#### What to do
What appears from the first line of the data below through the line containing "# tag a point on each instance of the textured", both included, should be copied exactly, and nothing else.

#### Given information
§ §

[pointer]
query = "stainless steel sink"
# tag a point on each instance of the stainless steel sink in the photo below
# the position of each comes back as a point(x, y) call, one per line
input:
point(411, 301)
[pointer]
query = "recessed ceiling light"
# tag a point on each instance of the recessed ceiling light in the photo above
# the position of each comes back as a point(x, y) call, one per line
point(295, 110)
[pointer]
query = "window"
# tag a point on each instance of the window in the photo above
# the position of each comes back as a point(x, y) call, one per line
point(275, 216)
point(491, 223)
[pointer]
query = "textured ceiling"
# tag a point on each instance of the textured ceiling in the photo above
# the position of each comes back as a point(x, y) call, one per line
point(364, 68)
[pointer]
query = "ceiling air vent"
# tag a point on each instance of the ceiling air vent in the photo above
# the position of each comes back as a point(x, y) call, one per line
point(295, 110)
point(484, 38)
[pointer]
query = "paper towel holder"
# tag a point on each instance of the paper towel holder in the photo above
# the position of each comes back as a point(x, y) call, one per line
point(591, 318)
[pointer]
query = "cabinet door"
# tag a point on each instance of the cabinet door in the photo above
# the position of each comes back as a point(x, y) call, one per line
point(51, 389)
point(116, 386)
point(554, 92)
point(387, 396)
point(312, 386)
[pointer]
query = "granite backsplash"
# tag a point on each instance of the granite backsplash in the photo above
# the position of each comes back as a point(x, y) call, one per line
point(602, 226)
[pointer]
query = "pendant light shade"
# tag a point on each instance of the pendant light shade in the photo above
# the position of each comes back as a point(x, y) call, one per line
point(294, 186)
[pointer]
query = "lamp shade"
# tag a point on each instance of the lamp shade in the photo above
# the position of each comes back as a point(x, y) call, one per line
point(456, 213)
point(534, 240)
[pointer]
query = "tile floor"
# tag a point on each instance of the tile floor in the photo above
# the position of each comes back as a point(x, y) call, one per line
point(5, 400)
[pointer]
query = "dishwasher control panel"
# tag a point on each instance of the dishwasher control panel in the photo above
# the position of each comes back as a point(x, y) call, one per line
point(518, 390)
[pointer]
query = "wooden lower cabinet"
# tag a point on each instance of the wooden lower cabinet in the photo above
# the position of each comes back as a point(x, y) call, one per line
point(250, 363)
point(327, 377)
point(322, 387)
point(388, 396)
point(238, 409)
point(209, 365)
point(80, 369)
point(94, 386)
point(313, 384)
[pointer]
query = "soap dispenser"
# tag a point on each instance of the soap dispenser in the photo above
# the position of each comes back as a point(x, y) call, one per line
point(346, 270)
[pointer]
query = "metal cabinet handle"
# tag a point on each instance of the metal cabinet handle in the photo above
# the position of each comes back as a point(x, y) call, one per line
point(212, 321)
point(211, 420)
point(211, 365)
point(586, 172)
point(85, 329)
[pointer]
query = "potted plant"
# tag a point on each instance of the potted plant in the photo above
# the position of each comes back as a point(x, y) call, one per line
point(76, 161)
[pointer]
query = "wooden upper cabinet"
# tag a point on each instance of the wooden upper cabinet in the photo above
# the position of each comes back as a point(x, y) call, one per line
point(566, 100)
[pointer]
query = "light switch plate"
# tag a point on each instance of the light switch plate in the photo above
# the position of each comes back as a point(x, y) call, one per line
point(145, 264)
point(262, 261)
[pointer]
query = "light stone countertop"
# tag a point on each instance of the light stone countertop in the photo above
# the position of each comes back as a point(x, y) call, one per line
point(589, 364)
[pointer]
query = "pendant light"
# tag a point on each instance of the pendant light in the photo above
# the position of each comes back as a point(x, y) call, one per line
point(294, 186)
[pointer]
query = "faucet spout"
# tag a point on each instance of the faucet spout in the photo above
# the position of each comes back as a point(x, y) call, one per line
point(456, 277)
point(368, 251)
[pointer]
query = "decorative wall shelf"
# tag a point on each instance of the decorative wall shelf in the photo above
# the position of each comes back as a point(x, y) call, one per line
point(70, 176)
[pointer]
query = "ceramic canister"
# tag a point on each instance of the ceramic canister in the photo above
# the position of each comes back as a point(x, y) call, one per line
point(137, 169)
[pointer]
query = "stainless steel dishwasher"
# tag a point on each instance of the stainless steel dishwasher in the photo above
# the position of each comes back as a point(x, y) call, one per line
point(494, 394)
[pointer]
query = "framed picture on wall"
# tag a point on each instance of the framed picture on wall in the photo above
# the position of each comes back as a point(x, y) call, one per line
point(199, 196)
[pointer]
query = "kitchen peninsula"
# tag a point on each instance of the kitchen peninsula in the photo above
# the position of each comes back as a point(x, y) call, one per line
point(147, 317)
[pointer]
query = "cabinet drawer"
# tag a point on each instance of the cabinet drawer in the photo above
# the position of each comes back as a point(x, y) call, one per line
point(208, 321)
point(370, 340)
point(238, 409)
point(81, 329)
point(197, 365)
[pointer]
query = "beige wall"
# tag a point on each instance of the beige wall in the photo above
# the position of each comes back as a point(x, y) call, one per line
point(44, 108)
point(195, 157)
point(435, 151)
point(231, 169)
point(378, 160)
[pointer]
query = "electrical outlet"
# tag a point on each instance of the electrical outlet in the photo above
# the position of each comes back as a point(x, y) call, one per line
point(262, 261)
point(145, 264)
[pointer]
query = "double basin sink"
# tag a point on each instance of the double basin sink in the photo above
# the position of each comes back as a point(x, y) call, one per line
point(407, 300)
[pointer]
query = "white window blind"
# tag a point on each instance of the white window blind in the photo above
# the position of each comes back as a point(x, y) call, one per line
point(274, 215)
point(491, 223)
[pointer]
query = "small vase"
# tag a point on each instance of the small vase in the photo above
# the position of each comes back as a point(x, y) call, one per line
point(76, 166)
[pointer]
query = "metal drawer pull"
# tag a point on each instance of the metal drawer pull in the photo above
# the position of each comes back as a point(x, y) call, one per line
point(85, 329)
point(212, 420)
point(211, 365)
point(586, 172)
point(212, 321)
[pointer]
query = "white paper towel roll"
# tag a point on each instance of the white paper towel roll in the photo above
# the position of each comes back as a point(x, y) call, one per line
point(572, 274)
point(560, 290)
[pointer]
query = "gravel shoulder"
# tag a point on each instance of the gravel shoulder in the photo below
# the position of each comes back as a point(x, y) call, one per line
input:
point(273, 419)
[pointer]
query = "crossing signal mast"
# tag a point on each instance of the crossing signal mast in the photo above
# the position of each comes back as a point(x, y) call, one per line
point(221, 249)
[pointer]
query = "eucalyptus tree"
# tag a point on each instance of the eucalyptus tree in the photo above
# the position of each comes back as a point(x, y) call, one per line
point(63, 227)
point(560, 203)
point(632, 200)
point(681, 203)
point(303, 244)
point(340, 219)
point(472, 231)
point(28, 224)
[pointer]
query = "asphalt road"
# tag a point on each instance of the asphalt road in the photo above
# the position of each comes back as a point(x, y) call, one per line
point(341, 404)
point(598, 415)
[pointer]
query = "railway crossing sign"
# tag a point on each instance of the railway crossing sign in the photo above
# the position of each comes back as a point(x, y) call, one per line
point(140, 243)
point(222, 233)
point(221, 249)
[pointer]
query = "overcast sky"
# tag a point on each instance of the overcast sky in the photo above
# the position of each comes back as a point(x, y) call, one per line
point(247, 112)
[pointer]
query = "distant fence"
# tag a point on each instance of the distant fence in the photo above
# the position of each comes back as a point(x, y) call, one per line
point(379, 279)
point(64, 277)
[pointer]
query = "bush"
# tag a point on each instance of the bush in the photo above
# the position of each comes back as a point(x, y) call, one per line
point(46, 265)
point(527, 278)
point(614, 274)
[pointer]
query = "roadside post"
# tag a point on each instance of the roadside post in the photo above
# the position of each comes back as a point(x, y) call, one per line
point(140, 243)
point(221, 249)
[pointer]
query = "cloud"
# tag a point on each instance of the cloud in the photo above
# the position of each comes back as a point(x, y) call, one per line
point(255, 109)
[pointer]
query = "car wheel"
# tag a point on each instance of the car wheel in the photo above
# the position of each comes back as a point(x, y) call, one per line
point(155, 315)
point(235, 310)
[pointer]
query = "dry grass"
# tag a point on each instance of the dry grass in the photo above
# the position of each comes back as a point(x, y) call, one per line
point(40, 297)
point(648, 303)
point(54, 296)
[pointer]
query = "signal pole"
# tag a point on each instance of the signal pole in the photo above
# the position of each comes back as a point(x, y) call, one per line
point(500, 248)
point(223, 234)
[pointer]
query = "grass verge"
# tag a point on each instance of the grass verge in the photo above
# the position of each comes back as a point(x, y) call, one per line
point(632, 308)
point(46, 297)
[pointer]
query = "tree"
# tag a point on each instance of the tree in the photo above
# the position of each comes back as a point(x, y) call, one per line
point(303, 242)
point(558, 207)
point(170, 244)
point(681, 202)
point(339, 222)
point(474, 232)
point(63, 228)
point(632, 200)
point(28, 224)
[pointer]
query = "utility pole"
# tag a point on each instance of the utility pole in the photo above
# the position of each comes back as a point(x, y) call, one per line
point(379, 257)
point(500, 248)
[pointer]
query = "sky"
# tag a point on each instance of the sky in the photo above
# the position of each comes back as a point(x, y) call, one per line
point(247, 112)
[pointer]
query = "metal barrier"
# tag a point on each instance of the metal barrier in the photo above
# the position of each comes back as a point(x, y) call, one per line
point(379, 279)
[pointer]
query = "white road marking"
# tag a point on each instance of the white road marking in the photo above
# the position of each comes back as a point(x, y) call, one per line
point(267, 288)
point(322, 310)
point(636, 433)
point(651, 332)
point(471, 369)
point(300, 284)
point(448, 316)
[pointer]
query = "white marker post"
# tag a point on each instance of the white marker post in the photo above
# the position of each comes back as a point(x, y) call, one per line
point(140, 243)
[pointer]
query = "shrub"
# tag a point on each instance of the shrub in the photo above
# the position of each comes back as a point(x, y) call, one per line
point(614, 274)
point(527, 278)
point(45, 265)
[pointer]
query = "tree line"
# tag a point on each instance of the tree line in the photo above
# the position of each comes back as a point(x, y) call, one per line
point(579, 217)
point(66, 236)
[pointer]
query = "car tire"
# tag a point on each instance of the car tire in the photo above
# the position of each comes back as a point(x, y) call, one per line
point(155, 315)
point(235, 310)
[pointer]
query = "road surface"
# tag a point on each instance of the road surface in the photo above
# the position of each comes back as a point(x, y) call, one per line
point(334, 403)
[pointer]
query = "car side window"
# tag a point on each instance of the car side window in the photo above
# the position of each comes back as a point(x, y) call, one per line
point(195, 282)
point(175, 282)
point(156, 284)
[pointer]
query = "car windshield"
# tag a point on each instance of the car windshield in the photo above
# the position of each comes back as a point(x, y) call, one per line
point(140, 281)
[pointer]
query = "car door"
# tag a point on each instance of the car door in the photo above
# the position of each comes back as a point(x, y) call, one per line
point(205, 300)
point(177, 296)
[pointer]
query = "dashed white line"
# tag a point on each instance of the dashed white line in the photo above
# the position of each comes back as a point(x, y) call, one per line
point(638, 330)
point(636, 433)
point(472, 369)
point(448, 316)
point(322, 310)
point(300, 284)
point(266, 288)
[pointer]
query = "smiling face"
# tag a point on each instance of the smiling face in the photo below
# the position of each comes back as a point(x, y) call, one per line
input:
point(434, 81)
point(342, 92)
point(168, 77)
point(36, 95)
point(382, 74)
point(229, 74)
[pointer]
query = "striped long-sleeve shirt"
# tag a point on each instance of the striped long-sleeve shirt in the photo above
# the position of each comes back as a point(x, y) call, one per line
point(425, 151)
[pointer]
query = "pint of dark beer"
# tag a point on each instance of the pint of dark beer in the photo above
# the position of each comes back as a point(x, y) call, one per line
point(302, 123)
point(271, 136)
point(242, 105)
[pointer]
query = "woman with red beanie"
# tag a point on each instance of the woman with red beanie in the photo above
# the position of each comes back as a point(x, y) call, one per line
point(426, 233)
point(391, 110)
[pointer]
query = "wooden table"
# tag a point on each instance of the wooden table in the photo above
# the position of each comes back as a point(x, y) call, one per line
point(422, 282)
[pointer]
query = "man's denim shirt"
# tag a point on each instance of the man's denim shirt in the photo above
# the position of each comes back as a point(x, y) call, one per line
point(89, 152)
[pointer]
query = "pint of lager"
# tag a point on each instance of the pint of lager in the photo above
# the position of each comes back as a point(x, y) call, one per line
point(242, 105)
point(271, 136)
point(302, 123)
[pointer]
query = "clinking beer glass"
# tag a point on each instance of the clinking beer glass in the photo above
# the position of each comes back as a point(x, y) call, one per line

§ §

#### Reply
[pointer]
query = "stainless steel sink"
# tag a point on each instance of the stainless steel sink in the photo below
# the position of each comes back as a point(x, y) call, one per line
input:
point(411, 301)
[pointer]
query = "recessed ceiling light"
# tag a point on each instance of the recessed ceiling light in the photo above
# the position of each comes back as a point(x, y) call, one per line
point(295, 110)
[pointer]
query = "window"
# tag a point on each instance of the window in the photo above
# the position of each comes back as a point(x, y) call, one per line
point(275, 216)
point(491, 223)
[pointer]
query = "textured ceiling"
# tag a point on each instance of the textured ceiling in the photo above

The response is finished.